→ EXERCISE DESCRIPTION:
Please report each line of the data below that contains the word "ridge", copying every such line in full.

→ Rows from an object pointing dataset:
•••

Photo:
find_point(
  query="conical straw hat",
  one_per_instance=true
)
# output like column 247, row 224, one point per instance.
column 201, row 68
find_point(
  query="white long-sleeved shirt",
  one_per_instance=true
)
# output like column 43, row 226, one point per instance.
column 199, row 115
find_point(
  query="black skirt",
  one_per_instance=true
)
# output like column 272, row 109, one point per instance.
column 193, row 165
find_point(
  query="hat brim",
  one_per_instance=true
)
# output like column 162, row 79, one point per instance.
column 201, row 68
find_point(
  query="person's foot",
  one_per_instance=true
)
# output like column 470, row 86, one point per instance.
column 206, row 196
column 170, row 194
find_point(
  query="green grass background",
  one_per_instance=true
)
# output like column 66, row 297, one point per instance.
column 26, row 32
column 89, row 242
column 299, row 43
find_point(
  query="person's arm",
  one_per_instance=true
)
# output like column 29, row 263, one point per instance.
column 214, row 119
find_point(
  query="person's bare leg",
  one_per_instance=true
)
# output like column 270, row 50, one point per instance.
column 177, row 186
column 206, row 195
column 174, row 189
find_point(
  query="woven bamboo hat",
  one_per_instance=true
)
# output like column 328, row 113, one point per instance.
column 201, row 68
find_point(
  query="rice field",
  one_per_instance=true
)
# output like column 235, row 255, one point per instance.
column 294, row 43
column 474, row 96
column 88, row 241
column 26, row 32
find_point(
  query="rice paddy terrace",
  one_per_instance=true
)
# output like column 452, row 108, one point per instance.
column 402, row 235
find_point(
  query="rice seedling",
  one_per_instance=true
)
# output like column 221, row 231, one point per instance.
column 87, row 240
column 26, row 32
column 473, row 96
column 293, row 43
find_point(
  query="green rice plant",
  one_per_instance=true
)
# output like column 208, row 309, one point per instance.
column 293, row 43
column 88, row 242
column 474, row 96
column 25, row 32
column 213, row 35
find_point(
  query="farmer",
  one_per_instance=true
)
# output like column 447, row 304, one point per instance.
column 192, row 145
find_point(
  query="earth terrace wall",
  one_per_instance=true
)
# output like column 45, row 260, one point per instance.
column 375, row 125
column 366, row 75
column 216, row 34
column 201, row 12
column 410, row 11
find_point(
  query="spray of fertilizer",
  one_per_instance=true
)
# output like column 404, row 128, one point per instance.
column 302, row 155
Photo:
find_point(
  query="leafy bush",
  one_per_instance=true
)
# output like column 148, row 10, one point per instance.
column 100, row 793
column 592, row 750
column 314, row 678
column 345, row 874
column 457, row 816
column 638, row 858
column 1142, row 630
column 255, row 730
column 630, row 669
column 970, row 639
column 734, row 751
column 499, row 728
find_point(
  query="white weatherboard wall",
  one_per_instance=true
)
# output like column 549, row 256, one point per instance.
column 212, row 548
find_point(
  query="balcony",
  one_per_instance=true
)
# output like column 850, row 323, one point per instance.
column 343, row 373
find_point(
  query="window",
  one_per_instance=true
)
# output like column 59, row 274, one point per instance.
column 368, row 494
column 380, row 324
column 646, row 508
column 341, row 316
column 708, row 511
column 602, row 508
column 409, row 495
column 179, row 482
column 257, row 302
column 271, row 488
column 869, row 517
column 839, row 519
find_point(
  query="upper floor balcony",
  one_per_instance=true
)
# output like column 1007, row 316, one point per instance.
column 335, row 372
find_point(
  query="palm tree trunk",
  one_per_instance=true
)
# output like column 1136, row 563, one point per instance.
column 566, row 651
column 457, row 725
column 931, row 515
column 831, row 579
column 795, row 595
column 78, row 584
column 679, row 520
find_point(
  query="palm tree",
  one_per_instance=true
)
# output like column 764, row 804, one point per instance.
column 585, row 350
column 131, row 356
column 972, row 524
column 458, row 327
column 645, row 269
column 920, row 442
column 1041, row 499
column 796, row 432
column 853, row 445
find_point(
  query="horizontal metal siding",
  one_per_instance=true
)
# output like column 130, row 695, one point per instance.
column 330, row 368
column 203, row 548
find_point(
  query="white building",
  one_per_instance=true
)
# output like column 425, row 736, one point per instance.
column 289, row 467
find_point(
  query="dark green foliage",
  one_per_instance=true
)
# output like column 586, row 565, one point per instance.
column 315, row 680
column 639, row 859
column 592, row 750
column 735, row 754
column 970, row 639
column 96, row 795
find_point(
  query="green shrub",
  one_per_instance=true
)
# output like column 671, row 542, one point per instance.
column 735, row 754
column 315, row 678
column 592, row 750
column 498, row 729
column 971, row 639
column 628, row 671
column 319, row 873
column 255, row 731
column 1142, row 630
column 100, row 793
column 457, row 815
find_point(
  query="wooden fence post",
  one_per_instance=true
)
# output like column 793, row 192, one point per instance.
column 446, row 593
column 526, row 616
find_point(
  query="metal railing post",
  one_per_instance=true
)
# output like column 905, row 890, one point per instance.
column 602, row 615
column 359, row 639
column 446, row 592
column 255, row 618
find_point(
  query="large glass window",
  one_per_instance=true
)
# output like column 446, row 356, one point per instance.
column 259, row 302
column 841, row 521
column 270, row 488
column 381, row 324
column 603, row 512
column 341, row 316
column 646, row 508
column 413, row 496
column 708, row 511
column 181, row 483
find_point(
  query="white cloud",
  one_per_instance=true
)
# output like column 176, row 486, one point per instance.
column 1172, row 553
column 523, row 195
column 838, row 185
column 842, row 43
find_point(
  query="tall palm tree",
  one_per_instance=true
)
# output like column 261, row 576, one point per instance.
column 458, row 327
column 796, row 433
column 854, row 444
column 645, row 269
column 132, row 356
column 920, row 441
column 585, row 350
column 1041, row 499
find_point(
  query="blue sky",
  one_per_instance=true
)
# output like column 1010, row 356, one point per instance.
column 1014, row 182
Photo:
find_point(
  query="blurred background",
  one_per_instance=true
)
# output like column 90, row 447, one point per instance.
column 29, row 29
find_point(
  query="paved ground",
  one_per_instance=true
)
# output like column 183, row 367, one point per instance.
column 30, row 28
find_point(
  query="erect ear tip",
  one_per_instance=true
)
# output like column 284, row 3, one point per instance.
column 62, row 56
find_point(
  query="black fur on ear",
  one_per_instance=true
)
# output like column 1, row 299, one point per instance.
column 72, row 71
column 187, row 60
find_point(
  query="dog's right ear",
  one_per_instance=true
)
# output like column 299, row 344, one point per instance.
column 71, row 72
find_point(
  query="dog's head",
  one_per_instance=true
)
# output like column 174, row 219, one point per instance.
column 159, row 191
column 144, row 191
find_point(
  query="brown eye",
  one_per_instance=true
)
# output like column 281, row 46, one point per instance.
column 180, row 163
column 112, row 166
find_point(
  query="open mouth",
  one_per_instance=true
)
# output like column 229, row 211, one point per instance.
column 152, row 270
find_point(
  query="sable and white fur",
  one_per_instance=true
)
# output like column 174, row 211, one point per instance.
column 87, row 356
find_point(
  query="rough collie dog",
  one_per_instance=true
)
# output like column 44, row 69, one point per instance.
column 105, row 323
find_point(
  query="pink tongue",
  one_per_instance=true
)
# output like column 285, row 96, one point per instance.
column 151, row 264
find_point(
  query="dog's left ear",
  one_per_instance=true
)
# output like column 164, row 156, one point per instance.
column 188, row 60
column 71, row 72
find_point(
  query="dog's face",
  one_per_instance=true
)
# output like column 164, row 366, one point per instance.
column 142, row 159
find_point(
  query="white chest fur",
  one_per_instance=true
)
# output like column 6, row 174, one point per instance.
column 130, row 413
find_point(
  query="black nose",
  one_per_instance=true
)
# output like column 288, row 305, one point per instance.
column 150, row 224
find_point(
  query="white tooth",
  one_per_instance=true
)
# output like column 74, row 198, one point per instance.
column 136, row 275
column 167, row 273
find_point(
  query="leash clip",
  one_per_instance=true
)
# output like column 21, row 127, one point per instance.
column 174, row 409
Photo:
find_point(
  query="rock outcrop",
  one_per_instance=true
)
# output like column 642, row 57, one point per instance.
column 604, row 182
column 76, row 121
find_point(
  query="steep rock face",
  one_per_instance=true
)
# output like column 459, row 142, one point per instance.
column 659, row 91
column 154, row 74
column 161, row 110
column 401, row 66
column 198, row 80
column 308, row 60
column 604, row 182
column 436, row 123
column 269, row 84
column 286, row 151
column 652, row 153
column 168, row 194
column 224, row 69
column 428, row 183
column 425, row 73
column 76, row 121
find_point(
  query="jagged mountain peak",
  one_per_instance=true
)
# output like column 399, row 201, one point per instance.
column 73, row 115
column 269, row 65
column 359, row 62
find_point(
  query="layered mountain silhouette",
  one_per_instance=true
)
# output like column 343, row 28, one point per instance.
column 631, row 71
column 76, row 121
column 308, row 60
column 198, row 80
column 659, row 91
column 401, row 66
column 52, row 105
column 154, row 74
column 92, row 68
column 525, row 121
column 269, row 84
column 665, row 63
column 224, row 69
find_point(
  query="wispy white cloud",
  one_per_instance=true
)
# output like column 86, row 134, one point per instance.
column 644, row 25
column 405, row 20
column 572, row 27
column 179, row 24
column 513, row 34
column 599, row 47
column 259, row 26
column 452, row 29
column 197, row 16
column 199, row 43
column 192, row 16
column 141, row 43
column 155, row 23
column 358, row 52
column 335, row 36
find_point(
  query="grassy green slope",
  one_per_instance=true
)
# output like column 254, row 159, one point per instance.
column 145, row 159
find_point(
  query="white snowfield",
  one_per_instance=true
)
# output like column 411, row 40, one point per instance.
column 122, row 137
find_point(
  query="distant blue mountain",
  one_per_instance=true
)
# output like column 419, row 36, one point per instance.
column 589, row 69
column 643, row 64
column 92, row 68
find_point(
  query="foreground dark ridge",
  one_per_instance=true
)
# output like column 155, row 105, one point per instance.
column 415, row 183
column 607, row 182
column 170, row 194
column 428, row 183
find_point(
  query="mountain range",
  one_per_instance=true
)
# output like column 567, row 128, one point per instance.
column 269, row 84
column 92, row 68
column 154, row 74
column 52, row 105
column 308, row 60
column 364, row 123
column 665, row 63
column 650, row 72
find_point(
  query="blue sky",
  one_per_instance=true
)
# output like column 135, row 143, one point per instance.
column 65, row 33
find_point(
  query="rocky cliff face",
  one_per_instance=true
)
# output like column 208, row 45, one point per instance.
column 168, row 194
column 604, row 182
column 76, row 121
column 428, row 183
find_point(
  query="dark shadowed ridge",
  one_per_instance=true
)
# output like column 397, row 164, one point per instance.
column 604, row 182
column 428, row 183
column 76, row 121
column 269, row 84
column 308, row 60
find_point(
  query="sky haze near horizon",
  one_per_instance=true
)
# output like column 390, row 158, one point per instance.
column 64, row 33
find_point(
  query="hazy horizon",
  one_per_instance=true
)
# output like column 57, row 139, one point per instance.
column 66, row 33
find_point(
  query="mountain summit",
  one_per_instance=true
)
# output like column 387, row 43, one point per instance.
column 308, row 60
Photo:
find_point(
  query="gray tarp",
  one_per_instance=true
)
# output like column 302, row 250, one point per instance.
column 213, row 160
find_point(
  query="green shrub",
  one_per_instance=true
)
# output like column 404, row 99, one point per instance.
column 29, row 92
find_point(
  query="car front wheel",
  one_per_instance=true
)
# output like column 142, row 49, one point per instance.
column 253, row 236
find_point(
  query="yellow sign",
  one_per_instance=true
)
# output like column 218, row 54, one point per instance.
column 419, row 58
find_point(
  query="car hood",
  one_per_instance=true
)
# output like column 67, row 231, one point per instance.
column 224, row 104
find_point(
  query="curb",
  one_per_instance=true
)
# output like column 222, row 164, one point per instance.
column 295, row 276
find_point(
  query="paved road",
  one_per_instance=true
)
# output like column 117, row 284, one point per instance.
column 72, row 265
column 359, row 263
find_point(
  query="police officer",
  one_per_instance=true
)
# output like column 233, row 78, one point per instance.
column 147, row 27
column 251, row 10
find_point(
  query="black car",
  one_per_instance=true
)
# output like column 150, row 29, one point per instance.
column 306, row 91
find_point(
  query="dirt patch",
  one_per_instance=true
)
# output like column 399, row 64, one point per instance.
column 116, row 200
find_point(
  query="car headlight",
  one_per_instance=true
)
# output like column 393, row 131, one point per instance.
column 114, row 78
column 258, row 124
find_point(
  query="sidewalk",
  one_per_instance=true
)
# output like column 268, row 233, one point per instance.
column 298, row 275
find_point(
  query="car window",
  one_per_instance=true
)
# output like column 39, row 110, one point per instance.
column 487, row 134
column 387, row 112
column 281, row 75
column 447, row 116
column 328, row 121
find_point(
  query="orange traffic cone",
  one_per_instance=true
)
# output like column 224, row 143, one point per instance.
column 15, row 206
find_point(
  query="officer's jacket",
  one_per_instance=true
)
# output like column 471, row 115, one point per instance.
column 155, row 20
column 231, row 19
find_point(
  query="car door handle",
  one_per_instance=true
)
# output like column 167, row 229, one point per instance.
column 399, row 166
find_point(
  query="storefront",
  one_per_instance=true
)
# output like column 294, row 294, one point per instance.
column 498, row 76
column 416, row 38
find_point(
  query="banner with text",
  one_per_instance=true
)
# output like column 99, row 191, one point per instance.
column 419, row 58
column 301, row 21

•••

→ REPLY:
  query="foreground dark ridge",
  query="dark shadowed ridge",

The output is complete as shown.